• _Work request_: Retype each record shown below, leaving every character as it is.

START Records supplied

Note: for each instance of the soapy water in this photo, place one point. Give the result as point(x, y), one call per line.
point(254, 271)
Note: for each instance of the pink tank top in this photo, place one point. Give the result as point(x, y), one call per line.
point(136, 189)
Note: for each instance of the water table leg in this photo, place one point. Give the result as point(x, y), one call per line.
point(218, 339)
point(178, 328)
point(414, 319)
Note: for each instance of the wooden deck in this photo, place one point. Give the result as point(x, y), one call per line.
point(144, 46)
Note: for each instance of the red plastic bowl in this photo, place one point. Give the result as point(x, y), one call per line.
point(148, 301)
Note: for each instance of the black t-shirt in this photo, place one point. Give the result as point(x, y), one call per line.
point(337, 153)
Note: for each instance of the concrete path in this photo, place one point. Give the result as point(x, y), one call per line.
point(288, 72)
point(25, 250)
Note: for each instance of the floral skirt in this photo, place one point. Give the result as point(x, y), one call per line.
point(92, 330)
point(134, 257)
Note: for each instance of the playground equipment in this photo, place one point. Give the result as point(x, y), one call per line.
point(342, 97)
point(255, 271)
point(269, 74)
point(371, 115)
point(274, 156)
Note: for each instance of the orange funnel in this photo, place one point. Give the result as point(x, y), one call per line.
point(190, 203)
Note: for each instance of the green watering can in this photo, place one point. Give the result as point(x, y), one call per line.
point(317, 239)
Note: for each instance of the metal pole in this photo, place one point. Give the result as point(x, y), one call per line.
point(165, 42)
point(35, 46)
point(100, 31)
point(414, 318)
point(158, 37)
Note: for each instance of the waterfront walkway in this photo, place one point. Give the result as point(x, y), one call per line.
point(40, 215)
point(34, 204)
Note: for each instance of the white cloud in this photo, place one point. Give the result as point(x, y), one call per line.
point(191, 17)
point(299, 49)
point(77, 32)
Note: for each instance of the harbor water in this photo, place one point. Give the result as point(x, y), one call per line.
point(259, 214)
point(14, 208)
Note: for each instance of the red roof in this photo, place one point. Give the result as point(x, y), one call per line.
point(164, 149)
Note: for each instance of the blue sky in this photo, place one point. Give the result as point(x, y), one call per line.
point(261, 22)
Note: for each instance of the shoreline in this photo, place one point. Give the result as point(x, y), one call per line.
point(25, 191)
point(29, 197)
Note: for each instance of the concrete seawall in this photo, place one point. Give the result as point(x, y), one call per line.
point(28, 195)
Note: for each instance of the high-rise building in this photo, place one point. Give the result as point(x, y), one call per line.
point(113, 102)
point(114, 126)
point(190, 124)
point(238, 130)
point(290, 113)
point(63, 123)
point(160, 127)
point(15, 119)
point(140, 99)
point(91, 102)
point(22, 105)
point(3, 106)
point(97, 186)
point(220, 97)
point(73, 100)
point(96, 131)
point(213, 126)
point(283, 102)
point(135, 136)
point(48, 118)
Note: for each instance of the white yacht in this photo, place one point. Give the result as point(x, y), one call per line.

END Records supplied

• _Task response_:
Note: for each instance of the soapy water in this photo, place one point. Give the result as point(x, y), one call per line.
point(254, 271)
Note: for each instance of the pink tank top in this photo, place one point. Give the result as point(x, y), one call per line.
point(136, 189)
Note: for each instance of the water table leg in this photo, place one point. Give the result as point(x, y), one call per line.
point(218, 339)
point(178, 328)
point(414, 319)
Note: for each instance of the wooden deck in this photo, place one point. Give the result as point(x, y), one call per line.
point(144, 46)
Note: for each instance of the red plastic bowl in this photo, place one point. Give the result as point(x, y), one call per line.
point(148, 301)
Note: for each instance of the black t-shirt in this photo, place one point. Give the result as point(x, y), one call per line.
point(337, 153)
Note: for each instance of the concrete path in this photo, place one point. Give the result as point(x, y), one call per line.
point(288, 72)
point(25, 250)
Note: for each instance of the floral skirt in this photo, place one point. Give the result as point(x, y), one call per line.
point(92, 330)
point(134, 257)
Note: for each instance of the playground equipment in this photo, place one point. Give the result as point(x, y), one call per line.
point(342, 97)
point(255, 271)
point(269, 74)
point(371, 115)
point(274, 156)
Note: for each instance of the orange funnel in this photo, place one point. Give the result as point(x, y), one call per line.
point(190, 203)
Note: for each instance of the green watering can in this photo, place one point. Give the result as point(x, y), one call per line.
point(317, 239)
Note: for each instance of the metal pole in this photo, place one point. Give the result as point(x, y), one call per line.
point(165, 42)
point(35, 46)
point(100, 31)
point(414, 318)
point(158, 37)
Note: for each instance of the waterfront walkway in this photo, place one point. Give the result as point(x, y), one call per line.
point(40, 215)
point(34, 204)
Note: for each instance of the white cloud in this photo, place one point. Give the result as point(x, y), one call per line.
point(191, 17)
point(299, 49)
point(77, 32)
Note: for each instance of the harbor water in this photo, place one point. Give the result as point(x, y), one call per line.
point(259, 214)
point(14, 208)
Note: for each instance of the red roof in this photo, place one point. Give the result as point(x, y), one call per line.
point(164, 149)
Note: for each instance of the blue sky in this photo, place one point. Give the result as point(x, y), one call per line.
point(261, 22)
Note: for each instance of the shoreline in this photo, place one point. Give the result as point(x, y), one call per line.
point(25, 191)
point(29, 197)
Note: for each instance of the concrete seawall in this photo, place one point. Give the result as point(x, y), one call per line.
point(28, 195)
Note: for each instance of the high-rise building in this photo, place one point. Give the result as point(x, y), one call per line.
point(113, 102)
point(114, 126)
point(190, 124)
point(238, 130)
point(290, 113)
point(63, 123)
point(160, 127)
point(15, 119)
point(140, 99)
point(91, 102)
point(22, 105)
point(3, 106)
point(97, 186)
point(220, 97)
point(73, 100)
point(96, 131)
point(213, 126)
point(283, 102)
point(135, 136)
point(48, 118)
Note: for each instance of the white yacht in this photo, place one point. Give the result as point(x, y), one call per line.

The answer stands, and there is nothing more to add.